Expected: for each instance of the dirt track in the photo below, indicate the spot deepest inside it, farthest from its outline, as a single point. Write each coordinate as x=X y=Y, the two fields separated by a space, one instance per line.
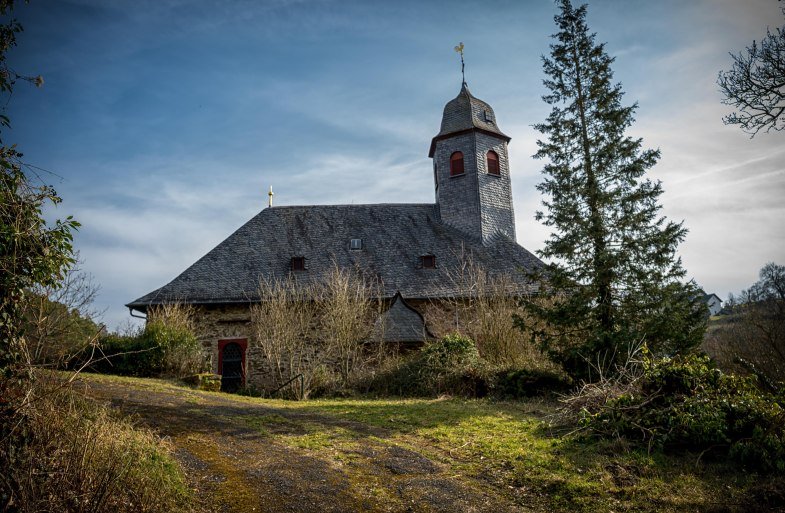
x=237 y=466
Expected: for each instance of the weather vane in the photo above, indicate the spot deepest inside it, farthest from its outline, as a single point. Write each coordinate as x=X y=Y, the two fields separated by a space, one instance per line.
x=459 y=49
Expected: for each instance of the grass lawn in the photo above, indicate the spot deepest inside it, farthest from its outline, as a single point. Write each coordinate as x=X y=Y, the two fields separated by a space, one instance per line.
x=508 y=445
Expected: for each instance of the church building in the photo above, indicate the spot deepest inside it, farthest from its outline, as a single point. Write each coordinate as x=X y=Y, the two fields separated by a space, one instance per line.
x=409 y=248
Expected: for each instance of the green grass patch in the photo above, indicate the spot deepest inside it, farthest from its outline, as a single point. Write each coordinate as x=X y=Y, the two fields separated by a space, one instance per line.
x=507 y=445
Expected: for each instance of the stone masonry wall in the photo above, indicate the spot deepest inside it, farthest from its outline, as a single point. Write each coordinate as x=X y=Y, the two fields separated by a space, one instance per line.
x=227 y=322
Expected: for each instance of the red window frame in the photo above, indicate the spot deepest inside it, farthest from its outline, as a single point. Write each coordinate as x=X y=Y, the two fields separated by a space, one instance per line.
x=456 y=164
x=492 y=158
x=242 y=342
x=297 y=264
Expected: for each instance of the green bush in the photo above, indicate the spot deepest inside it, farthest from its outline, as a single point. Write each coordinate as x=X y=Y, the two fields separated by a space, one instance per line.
x=514 y=384
x=450 y=365
x=160 y=350
x=687 y=403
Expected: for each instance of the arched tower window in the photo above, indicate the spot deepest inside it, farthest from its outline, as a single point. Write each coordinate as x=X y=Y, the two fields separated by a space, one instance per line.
x=456 y=164
x=493 y=163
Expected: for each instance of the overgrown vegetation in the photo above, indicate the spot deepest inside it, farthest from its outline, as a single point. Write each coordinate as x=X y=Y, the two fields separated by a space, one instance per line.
x=755 y=85
x=59 y=319
x=681 y=403
x=452 y=366
x=615 y=278
x=166 y=346
x=484 y=311
x=65 y=453
x=324 y=331
x=749 y=338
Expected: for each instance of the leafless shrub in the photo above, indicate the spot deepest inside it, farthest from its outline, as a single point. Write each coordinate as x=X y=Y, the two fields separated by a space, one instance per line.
x=66 y=453
x=282 y=324
x=318 y=330
x=592 y=397
x=484 y=311
x=751 y=338
x=60 y=322
x=173 y=327
x=349 y=306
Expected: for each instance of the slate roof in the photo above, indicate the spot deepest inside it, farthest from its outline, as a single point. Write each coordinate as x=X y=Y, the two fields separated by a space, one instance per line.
x=394 y=237
x=402 y=323
x=465 y=112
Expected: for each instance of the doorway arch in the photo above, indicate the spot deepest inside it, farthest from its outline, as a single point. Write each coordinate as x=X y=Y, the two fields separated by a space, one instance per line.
x=231 y=364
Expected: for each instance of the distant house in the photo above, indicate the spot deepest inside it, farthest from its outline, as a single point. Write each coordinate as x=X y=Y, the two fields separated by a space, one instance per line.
x=713 y=303
x=409 y=248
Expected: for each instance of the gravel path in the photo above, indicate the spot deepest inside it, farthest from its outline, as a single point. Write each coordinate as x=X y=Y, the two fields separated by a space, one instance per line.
x=237 y=466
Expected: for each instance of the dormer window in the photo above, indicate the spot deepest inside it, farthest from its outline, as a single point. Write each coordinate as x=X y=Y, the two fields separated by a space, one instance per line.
x=298 y=264
x=493 y=163
x=456 y=164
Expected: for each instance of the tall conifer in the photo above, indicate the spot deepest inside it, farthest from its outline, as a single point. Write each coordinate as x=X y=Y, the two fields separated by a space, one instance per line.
x=615 y=278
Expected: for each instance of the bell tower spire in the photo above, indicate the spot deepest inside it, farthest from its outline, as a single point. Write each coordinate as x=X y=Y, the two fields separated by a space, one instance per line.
x=472 y=170
x=459 y=49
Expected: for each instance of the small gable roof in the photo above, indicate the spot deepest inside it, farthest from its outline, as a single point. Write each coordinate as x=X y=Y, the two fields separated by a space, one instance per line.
x=402 y=323
x=394 y=238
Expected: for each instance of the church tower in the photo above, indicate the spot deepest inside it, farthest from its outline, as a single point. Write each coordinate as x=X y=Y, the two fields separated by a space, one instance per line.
x=472 y=170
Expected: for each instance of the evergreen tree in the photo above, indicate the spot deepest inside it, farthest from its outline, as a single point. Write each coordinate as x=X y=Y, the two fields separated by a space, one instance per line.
x=615 y=280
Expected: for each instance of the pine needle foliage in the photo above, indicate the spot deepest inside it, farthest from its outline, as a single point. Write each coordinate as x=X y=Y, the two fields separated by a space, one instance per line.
x=615 y=274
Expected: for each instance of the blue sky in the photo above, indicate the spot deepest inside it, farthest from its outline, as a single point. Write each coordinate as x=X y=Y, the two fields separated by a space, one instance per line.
x=164 y=122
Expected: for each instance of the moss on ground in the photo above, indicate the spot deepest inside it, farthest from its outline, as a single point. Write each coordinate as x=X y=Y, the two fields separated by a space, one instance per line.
x=505 y=449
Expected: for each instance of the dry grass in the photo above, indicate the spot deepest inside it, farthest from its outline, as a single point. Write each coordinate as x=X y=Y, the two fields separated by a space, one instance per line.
x=61 y=452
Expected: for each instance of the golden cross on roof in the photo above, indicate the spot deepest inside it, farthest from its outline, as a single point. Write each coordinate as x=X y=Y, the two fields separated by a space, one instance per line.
x=459 y=49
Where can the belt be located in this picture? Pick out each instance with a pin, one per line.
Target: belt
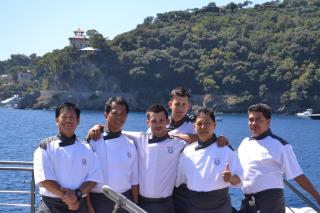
(264, 192)
(154, 200)
(217, 192)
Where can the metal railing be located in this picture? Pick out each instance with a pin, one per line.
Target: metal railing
(301, 196)
(20, 166)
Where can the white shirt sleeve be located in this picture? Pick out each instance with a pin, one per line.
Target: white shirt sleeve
(235, 167)
(290, 165)
(94, 173)
(42, 166)
(180, 174)
(135, 174)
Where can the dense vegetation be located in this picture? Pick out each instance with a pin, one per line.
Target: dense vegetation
(268, 53)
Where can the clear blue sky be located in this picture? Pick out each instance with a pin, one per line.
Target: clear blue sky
(40, 26)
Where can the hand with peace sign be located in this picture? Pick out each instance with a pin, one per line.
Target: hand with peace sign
(228, 177)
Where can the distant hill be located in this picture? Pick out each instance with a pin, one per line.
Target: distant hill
(269, 53)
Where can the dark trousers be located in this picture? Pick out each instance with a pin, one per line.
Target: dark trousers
(56, 205)
(103, 204)
(180, 199)
(216, 201)
(266, 201)
(156, 205)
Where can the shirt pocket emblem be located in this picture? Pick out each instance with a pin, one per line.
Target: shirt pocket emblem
(217, 161)
(84, 161)
(170, 149)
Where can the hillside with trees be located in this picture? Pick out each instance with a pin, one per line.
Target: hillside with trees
(267, 53)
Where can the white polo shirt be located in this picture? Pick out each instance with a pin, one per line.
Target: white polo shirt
(264, 160)
(119, 162)
(202, 169)
(185, 126)
(158, 163)
(70, 165)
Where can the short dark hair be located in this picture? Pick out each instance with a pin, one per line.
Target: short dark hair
(180, 91)
(68, 105)
(156, 108)
(116, 100)
(260, 107)
(205, 110)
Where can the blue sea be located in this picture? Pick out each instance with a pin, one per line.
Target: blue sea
(22, 130)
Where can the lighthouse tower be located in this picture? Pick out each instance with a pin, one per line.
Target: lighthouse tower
(78, 41)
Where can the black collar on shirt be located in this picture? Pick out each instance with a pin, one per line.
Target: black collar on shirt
(155, 139)
(111, 135)
(203, 145)
(173, 125)
(65, 141)
(262, 136)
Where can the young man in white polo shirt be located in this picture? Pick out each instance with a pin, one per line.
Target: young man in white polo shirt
(208, 170)
(158, 160)
(118, 158)
(265, 157)
(65, 169)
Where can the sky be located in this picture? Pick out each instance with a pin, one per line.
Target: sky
(40, 26)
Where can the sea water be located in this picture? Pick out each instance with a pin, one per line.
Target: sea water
(22, 130)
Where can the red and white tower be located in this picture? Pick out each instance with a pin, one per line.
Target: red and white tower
(79, 40)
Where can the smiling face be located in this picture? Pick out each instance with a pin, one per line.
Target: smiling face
(67, 122)
(158, 123)
(258, 123)
(204, 127)
(179, 106)
(116, 117)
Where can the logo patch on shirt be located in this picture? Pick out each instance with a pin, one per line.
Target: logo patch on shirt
(84, 161)
(217, 161)
(170, 149)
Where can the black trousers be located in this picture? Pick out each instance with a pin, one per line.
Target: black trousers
(56, 205)
(216, 201)
(156, 205)
(266, 201)
(180, 198)
(102, 204)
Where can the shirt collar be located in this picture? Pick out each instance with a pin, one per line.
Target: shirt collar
(111, 135)
(262, 136)
(203, 145)
(155, 139)
(65, 141)
(173, 125)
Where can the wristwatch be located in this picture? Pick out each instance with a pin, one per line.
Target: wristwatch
(78, 193)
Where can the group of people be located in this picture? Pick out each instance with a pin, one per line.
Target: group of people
(178, 165)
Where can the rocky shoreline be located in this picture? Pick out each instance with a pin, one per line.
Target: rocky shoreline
(95, 100)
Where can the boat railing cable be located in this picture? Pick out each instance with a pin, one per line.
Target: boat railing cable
(20, 166)
(121, 201)
(301, 196)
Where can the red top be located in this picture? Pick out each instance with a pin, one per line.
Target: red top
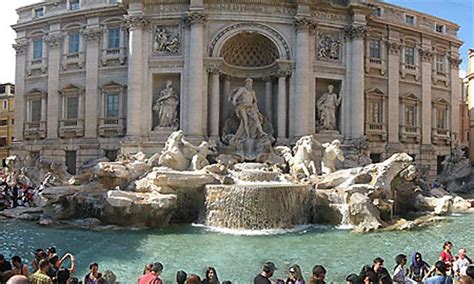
(149, 278)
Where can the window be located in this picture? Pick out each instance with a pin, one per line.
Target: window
(440, 63)
(409, 19)
(375, 48)
(74, 5)
(72, 107)
(113, 105)
(73, 43)
(410, 115)
(410, 55)
(439, 28)
(38, 49)
(36, 110)
(39, 12)
(114, 38)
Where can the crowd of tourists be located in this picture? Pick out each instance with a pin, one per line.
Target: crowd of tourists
(48, 268)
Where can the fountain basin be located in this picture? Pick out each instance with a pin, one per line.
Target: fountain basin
(257, 206)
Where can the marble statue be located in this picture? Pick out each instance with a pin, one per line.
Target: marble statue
(245, 102)
(326, 107)
(165, 42)
(166, 107)
(331, 153)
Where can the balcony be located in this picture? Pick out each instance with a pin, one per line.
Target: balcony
(71, 128)
(35, 130)
(111, 126)
(376, 131)
(410, 133)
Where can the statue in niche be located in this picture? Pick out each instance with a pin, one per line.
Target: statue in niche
(165, 42)
(326, 108)
(166, 107)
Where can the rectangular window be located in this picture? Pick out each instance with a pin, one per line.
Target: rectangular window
(36, 110)
(39, 12)
(73, 42)
(114, 38)
(409, 19)
(38, 49)
(72, 106)
(410, 55)
(375, 48)
(113, 105)
(74, 5)
(410, 115)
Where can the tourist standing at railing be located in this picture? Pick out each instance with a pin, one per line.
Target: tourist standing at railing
(418, 268)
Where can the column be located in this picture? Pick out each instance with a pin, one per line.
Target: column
(53, 42)
(21, 47)
(268, 98)
(91, 101)
(356, 34)
(393, 108)
(195, 98)
(301, 117)
(214, 104)
(426, 107)
(281, 113)
(136, 22)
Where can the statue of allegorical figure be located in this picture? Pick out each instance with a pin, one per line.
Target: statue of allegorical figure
(166, 106)
(246, 110)
(326, 107)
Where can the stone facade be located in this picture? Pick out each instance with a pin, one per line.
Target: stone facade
(88, 81)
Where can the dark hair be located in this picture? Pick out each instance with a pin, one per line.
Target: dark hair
(470, 271)
(93, 264)
(181, 277)
(378, 260)
(318, 270)
(209, 269)
(441, 266)
(16, 258)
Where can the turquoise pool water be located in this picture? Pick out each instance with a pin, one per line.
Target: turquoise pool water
(236, 257)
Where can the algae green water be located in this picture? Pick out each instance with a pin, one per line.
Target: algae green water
(236, 257)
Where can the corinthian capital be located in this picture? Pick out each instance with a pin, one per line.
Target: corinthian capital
(355, 31)
(53, 40)
(135, 21)
(92, 34)
(303, 24)
(195, 17)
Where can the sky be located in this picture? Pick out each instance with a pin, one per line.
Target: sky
(458, 11)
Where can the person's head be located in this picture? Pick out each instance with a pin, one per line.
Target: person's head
(44, 265)
(181, 277)
(16, 261)
(18, 279)
(211, 275)
(157, 268)
(269, 268)
(440, 267)
(462, 253)
(319, 272)
(401, 259)
(193, 279)
(295, 272)
(94, 269)
(378, 264)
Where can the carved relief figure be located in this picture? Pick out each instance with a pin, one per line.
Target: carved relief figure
(326, 107)
(165, 41)
(246, 109)
(166, 107)
(329, 47)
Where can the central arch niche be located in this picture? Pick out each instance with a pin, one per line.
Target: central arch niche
(249, 50)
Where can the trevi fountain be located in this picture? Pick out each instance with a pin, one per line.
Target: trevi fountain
(238, 201)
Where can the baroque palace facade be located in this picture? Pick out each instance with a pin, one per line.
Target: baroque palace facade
(94, 77)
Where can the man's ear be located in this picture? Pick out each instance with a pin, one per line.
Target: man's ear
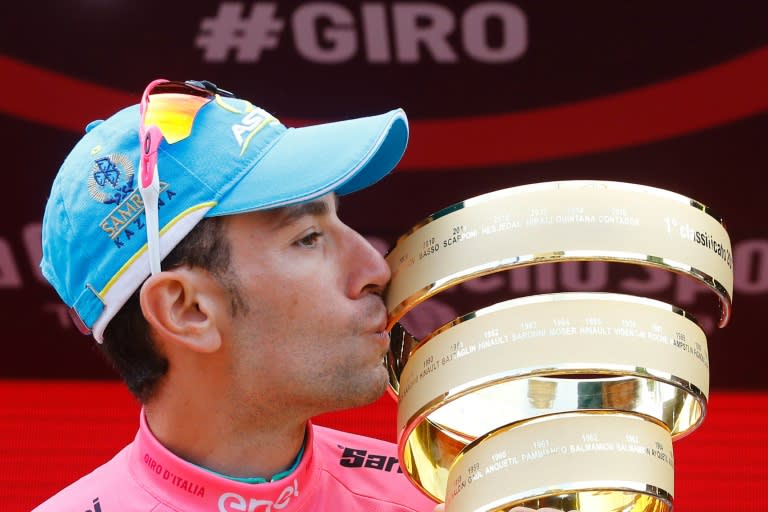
(185, 306)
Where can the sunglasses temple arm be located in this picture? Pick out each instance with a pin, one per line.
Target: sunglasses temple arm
(150, 195)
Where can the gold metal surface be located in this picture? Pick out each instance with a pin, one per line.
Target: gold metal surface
(553, 353)
(562, 400)
(560, 221)
(589, 461)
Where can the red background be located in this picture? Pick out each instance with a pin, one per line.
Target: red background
(667, 94)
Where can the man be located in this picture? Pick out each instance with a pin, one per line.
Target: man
(198, 240)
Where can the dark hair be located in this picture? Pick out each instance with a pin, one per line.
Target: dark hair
(128, 342)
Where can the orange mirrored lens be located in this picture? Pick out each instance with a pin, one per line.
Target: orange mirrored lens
(174, 114)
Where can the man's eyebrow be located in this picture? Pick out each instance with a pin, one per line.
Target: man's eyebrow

----------------

__PROBLEM DESCRIPTION__
Look in the material above for the line with "Target: dark trousers" and the line with "Where can the sea", and transcribe exactly those lines and all lines between them, nothing more.

__EXERCISE ANSWER__
Target: dark trousers
(56, 205)
(103, 204)
(180, 199)
(216, 201)
(266, 201)
(156, 205)
Where can the shirt pocket emblem be located in this picture? Pick out each instance with a pin, one per line.
Target: shirt pocket emblem
(217, 161)
(84, 161)
(170, 149)
Where can the hillside with trees be located in this picture? Pick out each instance with a pin, one per line.
Target: hillside with trees
(267, 53)
Where can the white polo shirt be located in this picture? Pick out each instance with a pin, one per line.
Target: white polo shirt
(264, 160)
(119, 162)
(202, 169)
(185, 126)
(158, 163)
(70, 165)
Where can the short dark hair be located in this picture? Pick out each instance with a pin, one per line.
Target: short dark hair
(180, 91)
(68, 105)
(156, 108)
(116, 100)
(260, 107)
(205, 110)
Where can the blue sea be located in this picture? Pick out each instance with a pin, one per line.
Target: blue sea
(22, 130)
Where can the lighthouse tower be located in this picture? Pick out each instance with a pin, one per line.
Target: lighthouse tower
(78, 41)
Where can the black collar on shirt be located in this picture? Pick out each instance with a pin, one per line.
Target: black collar on shirt
(155, 139)
(111, 135)
(203, 145)
(173, 125)
(65, 141)
(262, 136)
Where can the young man in white polo shirt be located in this picture? Pick out each instance with a pin, one per line.
Target: young man in white polo shirt
(208, 170)
(158, 160)
(118, 158)
(265, 157)
(65, 169)
Where can the sky be located in this picture? Pick out each instance with a pin, one per line.
Target: sky
(40, 26)
Where can the sea water be located in this picture? Pick out each instance with a pin, one per line.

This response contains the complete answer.